**Page excerpt:**

■ ■ ■ ■ ■

At the outset, we encourage the adoption of the Privacy Commissioner's recommendation for a public policy override to the act's confidentiality obligations. This would allow important information regarding anticipated privacy activities to enter the public record in a timely manner.
Second, the Privacy Act should be amended to include statistical reporting obligations attached to various electronic surveillance powers in the Criminal Code. As Mr. Rubin mentioned, statistical reporting obligations were once a hallmark of electronic surveillance regimes and are attached to certain electronic surveillance activities, such as wiretapping, but these activities have largely been superseded by other electronic surveillance activities that have no comparable statistical reporting obligations attached to them.
One investigation conducted by the Privacy Commissioner's office recently found that law enforcement agencies themselves did not have a clear picture of the scope of their own practices in relation to the collection of subscriber information from telecommunication companies. Understanding the nature and scope of state surveillance practices is all the more important in light of the tendency for rapid change in practices in this sphere. Imposing a statistical reporting obligation in the Privacy Act that applies across the spectrum of electronic surveillance powers would therefore provide an important transparency mechanism.
Finally, the adoption of a general obligation on state agencies to explain their data practices would greatly enhance transparency. While the act currently obligates government agencies to explain to individuals the purposes for which their personal information is collected and used, it lacks a general obligation to explain agency practices.

■ ■ ■ ■ ■

**Excerpted records:**

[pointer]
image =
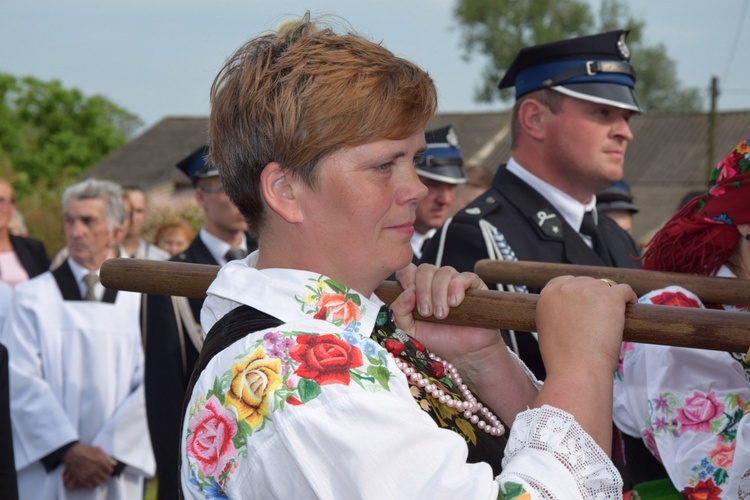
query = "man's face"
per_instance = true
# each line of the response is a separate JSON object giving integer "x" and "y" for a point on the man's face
{"x": 86, "y": 232}
{"x": 222, "y": 218}
{"x": 433, "y": 209}
{"x": 586, "y": 142}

■ ■ ■ ■ ■

**Work task A:**
From the Privacy Act reform text, reproduce the passage that begins at the words "At the outset, we" and stops after the words "a timely manner.".
**Work task B:**
Render this sentence from the Privacy Act reform text in French: "Finally, the adoption of a general obligation on state agencies to explain their data practices would greatly enhance transparency."

**Written reply A:**
At the outset, we encourage the adoption of the Privacy Commissioner's recommendation for a public policy override to the act's confidentiality obligations. This would allow important information regarding anticipated privacy activities to enter the public record in a timely manner.

**Written reply B:**
Enfin, l'adoption d'une obligation générale imposant aux organismes de l'État d'expliquer leurs pratiques en matière de données renforcerait considérablement la transparence.